>> START Selection

That Cardinal group of Dierdorf, Young, Finnie, Banks and Dobler is a mighty tempting choice. Tied the record for fewest sacks (eight) allowed in 1975, until Miami broke it by one, 13 years later. Here's the snapper to that. One of the people sacked was Jim Bakken, the kicker, who went down attempting a fake field goal. If he would have just heaved the ball somewhere, anywhere, that Cardinal unit would still hold a piece of the record. A fine unit but not my No. 1.

The uneaten Dolphins of 1972 had my favorite middle three of all time, Kuechenberg, Langer and Little, but the tackles, Moore and Evans, although functional, were not really great. It was a terrific run-blocking line, though. That's the thing with almost every unit you listed, and they certainly were impressive ... each one had one or two players who fit in well but were not really stars. Except one. The Packers of the early 1960s.

>> END Selection
>> START Dataset extract

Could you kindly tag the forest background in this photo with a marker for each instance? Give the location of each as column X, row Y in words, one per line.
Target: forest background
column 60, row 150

>> END Dataset extract

### Work instructions
[A] Name every player the passage about offensive lines gives as part of the 1972 Dolphins line.
[B] Carry the passage about offensive lines forward from its final sentence.

### Per-task outputs
[A] Kuechenberg, Langer, Little, Moore, Evans

[B]
Four out of the five, Forrest Gregg, Jerry Kramer, Fuzzy Thurston and Jim Ringo, had been consensus All-Pros, some of them for many years. The fifth, LT Bob Skoronski, was the team captain and a fine player. So that's my unit. A slight correction, Marc. When you list Ringo/Curry at center, you're forgetting Ken Bowman, who figured in there before Bill Curry did and took over the job when Ringo was shipped to Philly.

Finally, Marc doesn't see any aspect of execution that's better now than it was 20-40 years ago. Forty years ago there were 22 teams, 14 in the NFL, eight in the AFL. Now there are 32. Naturally the talent is going to be a bit diluted. Better talent, comparatively speaking, means better execution.

Ed of New Orleans thinks defenses should blitz heavily in the first two weeks, catching the opposing lines in a sluggish mode, coming out of camp. Might work here and there, but if it became a regular thing, offensive coaches would devote a lot of the camp work preparing for exactly that tactic. I liked your wrap-up: "Doesn't really matter in the long run. But, as they say, in the long run we are all dead ... " (I know a long run would finish me off right now).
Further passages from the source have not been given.